[Source records]

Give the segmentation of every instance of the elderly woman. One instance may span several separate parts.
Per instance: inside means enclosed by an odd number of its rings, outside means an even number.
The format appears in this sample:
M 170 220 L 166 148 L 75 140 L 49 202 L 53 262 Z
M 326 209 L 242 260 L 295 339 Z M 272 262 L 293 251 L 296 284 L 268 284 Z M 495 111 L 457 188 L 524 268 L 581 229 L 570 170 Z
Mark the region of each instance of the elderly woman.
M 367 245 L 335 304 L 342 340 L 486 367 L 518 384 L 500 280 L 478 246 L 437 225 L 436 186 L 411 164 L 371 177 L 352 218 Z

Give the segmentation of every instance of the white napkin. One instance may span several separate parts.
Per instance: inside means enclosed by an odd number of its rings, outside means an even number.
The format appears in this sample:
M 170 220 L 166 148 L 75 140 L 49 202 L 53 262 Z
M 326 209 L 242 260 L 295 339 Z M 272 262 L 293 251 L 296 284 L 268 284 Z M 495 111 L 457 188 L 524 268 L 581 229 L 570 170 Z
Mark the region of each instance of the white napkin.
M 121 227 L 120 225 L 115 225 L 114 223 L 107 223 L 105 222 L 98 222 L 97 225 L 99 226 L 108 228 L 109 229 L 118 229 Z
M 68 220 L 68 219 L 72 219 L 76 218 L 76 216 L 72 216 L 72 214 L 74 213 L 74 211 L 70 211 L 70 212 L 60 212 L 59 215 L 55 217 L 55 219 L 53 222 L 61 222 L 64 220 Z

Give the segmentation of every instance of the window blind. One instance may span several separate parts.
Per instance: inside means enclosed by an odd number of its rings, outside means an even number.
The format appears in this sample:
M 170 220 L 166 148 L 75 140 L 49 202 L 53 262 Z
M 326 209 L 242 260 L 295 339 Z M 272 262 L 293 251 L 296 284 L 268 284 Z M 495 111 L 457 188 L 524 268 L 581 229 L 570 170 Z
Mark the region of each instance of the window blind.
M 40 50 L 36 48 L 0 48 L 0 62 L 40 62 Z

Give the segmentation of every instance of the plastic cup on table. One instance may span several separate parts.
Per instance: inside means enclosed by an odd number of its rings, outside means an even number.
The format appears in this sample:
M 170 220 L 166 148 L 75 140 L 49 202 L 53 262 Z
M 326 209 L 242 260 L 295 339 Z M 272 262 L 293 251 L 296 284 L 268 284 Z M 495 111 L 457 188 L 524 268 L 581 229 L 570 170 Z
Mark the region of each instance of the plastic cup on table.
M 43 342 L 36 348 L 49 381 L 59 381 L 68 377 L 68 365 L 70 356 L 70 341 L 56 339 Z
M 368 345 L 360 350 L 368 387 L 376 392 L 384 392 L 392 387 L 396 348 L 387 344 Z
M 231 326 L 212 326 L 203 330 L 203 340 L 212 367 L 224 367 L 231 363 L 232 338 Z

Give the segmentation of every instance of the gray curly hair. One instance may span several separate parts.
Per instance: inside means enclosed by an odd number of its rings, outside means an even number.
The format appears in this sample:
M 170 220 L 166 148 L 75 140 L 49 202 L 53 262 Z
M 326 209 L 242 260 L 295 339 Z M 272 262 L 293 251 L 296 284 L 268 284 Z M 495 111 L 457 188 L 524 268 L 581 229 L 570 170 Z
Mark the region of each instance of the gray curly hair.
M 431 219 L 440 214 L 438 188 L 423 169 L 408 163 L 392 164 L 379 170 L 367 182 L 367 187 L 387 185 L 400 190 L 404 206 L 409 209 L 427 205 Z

▶ _STATED EXERCISE_: Output every line of the entries above as a JSON array of strings, one string per line, with blank lines omitted.

▶ _TASK ANSWER_:
[
  "Give the segmentation of every instance of the elderly woman. One instance may span several separate parts.",
  "Per instance: inside means enclosed by an odd number of its rings, outside means an even number.",
  "The format appears in this sample:",
  "M 170 220 L 166 148 L 75 140 L 49 202 L 53 262 Z",
  "M 326 209 L 242 260 L 295 339 Z M 272 262 L 293 251 L 296 284 L 268 284 Z M 495 111 L 457 188 L 524 268 L 581 229 L 570 170 Z",
  "Mark the region of each instance of the elderly woman.",
  "M 367 245 L 335 304 L 342 340 L 486 367 L 518 384 L 500 280 L 478 246 L 437 225 L 436 186 L 411 164 L 371 177 L 352 218 Z",
  "Give the segmentation of every instance of the white napkin. One instance may span several separate parts.",
  "Per instance: inside means enclosed by an odd number of its rings, outside means an even number.",
  "The format appears in this sample:",
  "M 170 220 L 166 148 L 75 140 L 49 202 L 53 262 Z",
  "M 326 209 L 242 260 L 295 339 Z M 272 262 L 293 251 L 296 284 L 268 284 Z M 495 111 L 457 188 L 524 268 L 581 229 L 570 170 Z",
  "Mark the region of each instance of the white napkin.",
  "M 121 227 L 120 225 L 115 225 L 114 223 L 107 223 L 105 222 L 98 222 L 97 225 L 99 226 L 108 228 L 109 229 L 118 229 Z",
  "M 68 220 L 68 219 L 72 219 L 76 218 L 76 216 L 72 216 L 72 214 L 74 213 L 74 211 L 70 211 L 70 212 L 60 212 L 59 215 L 55 217 L 55 219 L 53 222 L 61 222 L 64 220 Z",
  "Give the segmentation of every instance of the window blind. One instance may span several separate parts.",
  "Per instance: inside means enclosed by an odd number of its rings, outside means an even number.",
  "The format appears in this sample:",
  "M 170 220 L 166 148 L 75 140 L 49 202 L 53 262 Z",
  "M 326 209 L 242 260 L 295 339 Z M 272 262 L 293 251 L 296 284 L 268 284 Z M 495 111 L 457 188 L 524 268 L 581 229 L 570 170 Z",
  "Mark the region of each instance of the window blind.",
  "M 40 50 L 36 48 L 0 48 L 0 62 L 40 62 Z",
  "Give the segmentation of every instance of the plastic cup on table. One instance may span several separate parts.",
  "Per instance: inside means enclosed by an odd number of its rings, outside means an even number.",
  "The format appears in this sample:",
  "M 170 220 L 166 148 L 75 140 L 49 202 L 53 262 Z",
  "M 326 209 L 242 260 L 295 339 Z M 272 262 L 293 251 L 296 284 L 268 284 Z M 495 111 L 457 188 L 524 268 L 581 229 L 570 170 Z",
  "Mark the region of each instance of the plastic cup on table.",
  "M 43 342 L 36 348 L 49 381 L 59 381 L 68 377 L 68 365 L 70 356 L 70 341 L 56 339 Z",
  "M 368 345 L 360 350 L 368 387 L 376 392 L 384 392 L 392 387 L 396 348 L 387 344 Z",
  "M 231 326 L 212 326 L 203 330 L 203 340 L 212 367 L 224 367 L 231 363 L 232 338 Z",
  "Give the segmentation of every instance of the gray curly hair. One instance may span several separate parts.",
  "Per instance: inside means enclosed by an odd number of its rings, outside means an even number.",
  "The format appears in this sample:",
  "M 170 220 L 166 148 L 75 140 L 49 202 L 53 262 Z",
  "M 326 209 L 242 260 L 295 339 Z M 272 262 L 293 251 L 296 284 L 268 284 Z M 495 111 L 457 188 L 524 268 L 581 229 L 570 170 Z",
  "Mark the region of each instance of the gray curly hair.",
  "M 431 219 L 440 214 L 438 188 L 423 169 L 408 163 L 392 164 L 379 170 L 367 182 L 367 187 L 387 185 L 400 190 L 404 206 L 409 209 L 427 205 Z"
]